▸ **Provided material**:
====
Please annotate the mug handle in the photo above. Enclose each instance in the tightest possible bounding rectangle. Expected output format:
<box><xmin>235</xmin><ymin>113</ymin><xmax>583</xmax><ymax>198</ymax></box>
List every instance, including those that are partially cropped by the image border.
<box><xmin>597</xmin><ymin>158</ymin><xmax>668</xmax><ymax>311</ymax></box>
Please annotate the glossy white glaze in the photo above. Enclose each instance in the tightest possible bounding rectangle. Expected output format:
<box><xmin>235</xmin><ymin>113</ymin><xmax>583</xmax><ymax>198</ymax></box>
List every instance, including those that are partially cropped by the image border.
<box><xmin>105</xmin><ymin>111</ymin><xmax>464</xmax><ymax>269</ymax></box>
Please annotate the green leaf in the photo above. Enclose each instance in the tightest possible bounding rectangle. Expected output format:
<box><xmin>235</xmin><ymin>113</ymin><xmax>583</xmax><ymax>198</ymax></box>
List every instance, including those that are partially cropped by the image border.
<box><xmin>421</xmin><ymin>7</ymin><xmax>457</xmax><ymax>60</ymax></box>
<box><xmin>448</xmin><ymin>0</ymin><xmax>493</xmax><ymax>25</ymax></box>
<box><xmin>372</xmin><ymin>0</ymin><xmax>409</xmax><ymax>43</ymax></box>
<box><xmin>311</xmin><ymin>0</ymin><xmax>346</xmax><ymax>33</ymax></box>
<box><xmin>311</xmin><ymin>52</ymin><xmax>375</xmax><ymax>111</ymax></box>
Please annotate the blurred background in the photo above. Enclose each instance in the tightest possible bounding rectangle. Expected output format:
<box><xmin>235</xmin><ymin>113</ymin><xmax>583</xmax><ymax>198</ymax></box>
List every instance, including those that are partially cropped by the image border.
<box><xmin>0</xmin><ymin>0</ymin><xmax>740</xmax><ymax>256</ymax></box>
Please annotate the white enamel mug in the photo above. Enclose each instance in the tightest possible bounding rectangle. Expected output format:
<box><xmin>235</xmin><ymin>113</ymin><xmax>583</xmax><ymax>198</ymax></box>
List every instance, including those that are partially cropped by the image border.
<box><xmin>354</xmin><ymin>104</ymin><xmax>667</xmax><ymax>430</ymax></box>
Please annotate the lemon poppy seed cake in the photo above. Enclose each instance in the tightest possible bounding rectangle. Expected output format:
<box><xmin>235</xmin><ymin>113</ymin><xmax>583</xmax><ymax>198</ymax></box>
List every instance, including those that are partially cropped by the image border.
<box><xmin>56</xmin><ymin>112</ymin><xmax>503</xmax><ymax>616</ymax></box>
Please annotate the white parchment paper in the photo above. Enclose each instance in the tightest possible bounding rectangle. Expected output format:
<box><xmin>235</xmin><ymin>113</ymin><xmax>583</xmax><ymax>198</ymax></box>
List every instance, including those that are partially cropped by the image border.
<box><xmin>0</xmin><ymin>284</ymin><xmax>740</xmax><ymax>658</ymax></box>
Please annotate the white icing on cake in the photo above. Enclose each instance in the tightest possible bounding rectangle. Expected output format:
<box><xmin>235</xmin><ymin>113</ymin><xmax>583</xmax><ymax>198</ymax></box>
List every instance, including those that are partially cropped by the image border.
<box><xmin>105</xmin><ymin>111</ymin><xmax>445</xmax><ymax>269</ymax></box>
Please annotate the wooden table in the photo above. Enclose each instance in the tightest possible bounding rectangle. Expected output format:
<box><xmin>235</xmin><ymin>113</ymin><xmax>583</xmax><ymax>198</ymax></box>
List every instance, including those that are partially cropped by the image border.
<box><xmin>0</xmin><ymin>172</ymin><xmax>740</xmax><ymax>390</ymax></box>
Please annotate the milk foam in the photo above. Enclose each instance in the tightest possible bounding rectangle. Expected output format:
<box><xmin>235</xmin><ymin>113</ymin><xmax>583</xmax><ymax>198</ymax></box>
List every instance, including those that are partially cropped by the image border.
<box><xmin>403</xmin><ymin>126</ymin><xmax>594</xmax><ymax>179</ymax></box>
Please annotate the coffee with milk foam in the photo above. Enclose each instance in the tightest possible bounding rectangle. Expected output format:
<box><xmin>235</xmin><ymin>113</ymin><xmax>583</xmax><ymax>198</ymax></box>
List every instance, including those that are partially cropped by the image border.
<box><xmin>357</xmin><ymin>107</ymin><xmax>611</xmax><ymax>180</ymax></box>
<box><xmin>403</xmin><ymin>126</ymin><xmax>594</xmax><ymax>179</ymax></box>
====
▸ **Stated exercise**: Put every line of the entries above into a numbered list, and leave out any blank lines.

▸ **Answer to the task**:
1. Please annotate the mug handle in the photo above. Enclose each instance in the tightest possible bounding rectangle. Expected output format:
2. <box><xmin>235</xmin><ymin>113</ymin><xmax>583</xmax><ymax>198</ymax></box>
3. List every instance, including those that are partially cropped by the image border.
4. <box><xmin>597</xmin><ymin>158</ymin><xmax>668</xmax><ymax>311</ymax></box>
5. Please annotate the glossy white glaze in the photo above. Enclose each instance in the tightest possible bounding rectangle. Expected output format:
6. <box><xmin>235</xmin><ymin>113</ymin><xmax>583</xmax><ymax>198</ymax></box>
7. List every instance, including those that are partially cropped by the image border.
8. <box><xmin>105</xmin><ymin>111</ymin><xmax>464</xmax><ymax>269</ymax></box>
9. Please annotate the green leaf in the photo above. Enclose each instance in the tightest possible bounding rectangle. Expected output format:
10. <box><xmin>235</xmin><ymin>113</ymin><xmax>583</xmax><ymax>198</ymax></box>
11. List every instance, including those that are partially cropped by the image border.
12. <box><xmin>421</xmin><ymin>7</ymin><xmax>457</xmax><ymax>60</ymax></box>
13. <box><xmin>448</xmin><ymin>0</ymin><xmax>493</xmax><ymax>25</ymax></box>
14. <box><xmin>372</xmin><ymin>0</ymin><xmax>409</xmax><ymax>43</ymax></box>
15. <box><xmin>311</xmin><ymin>0</ymin><xmax>346</xmax><ymax>33</ymax></box>
16. <box><xmin>311</xmin><ymin>52</ymin><xmax>375</xmax><ymax>111</ymax></box>
17. Please annotate the blurred background in the photo above. Enclose each instance in the tightest possible bounding rectangle. Expected output format:
18. <box><xmin>235</xmin><ymin>113</ymin><xmax>583</xmax><ymax>198</ymax></box>
19. List every instance, including those that are partially cropped by the image border.
20. <box><xmin>0</xmin><ymin>0</ymin><xmax>740</xmax><ymax>256</ymax></box>
21. Please annotate the white enamel mug in the photo above. Enclose each instance in the tightest possible bounding rectangle. Expected output format:
22. <box><xmin>235</xmin><ymin>113</ymin><xmax>583</xmax><ymax>198</ymax></box>
23. List every instance, including those that are partially cropped by the image border.
24. <box><xmin>354</xmin><ymin>104</ymin><xmax>667</xmax><ymax>430</ymax></box>
25. Please annotate the lemon poppy seed cake in the photo above. Enclose each instance in the tightest possible bounding rectangle. Expected output format:
26. <box><xmin>235</xmin><ymin>113</ymin><xmax>583</xmax><ymax>198</ymax></box>
27. List every instance, including those that are partially cropped by the image border.
28. <box><xmin>56</xmin><ymin>112</ymin><xmax>503</xmax><ymax>616</ymax></box>
29. Please annotate the white parchment paper in the photo above. Enclose each instance in the tightest possible bounding rectangle. Expected output format:
30. <box><xmin>235</xmin><ymin>113</ymin><xmax>583</xmax><ymax>198</ymax></box>
31. List every instance, including those that are partially cropped by the image border.
32. <box><xmin>0</xmin><ymin>284</ymin><xmax>740</xmax><ymax>658</ymax></box>
33. Please annotate the white icing on cake in the photo above. Enclose each instance in the tightest possible bounding rectangle. Expected output format:
34. <box><xmin>235</xmin><ymin>113</ymin><xmax>583</xmax><ymax>198</ymax></box>
35. List every instance, including those that are partially cropped by the image border.
36. <box><xmin>105</xmin><ymin>111</ymin><xmax>445</xmax><ymax>269</ymax></box>
37. Please annotate the wooden table in the photo above. Enclose each instance in the tightest possible bounding rectangle. Expected output format:
38. <box><xmin>235</xmin><ymin>113</ymin><xmax>583</xmax><ymax>198</ymax></box>
39. List every instance, including those that are partially cropped by the image border.
40. <box><xmin>0</xmin><ymin>172</ymin><xmax>740</xmax><ymax>390</ymax></box>
41. Please annotate the milk foam in the photo above. Enclose each instance in the tightest possible bounding rectangle. Expected output format:
42. <box><xmin>235</xmin><ymin>113</ymin><xmax>583</xmax><ymax>198</ymax></box>
43. List every instance, including those that are partially cropped by the image border.
44. <box><xmin>403</xmin><ymin>126</ymin><xmax>594</xmax><ymax>179</ymax></box>
45. Please annotate the coffee with milk foam in the photo above. Enclose each instance in the tightest possible bounding rectangle. Expected output format:
46. <box><xmin>235</xmin><ymin>113</ymin><xmax>583</xmax><ymax>198</ymax></box>
47. List every instance, including those that are partially cropped by the image border.
48. <box><xmin>357</xmin><ymin>107</ymin><xmax>611</xmax><ymax>180</ymax></box>
49. <box><xmin>403</xmin><ymin>126</ymin><xmax>594</xmax><ymax>179</ymax></box>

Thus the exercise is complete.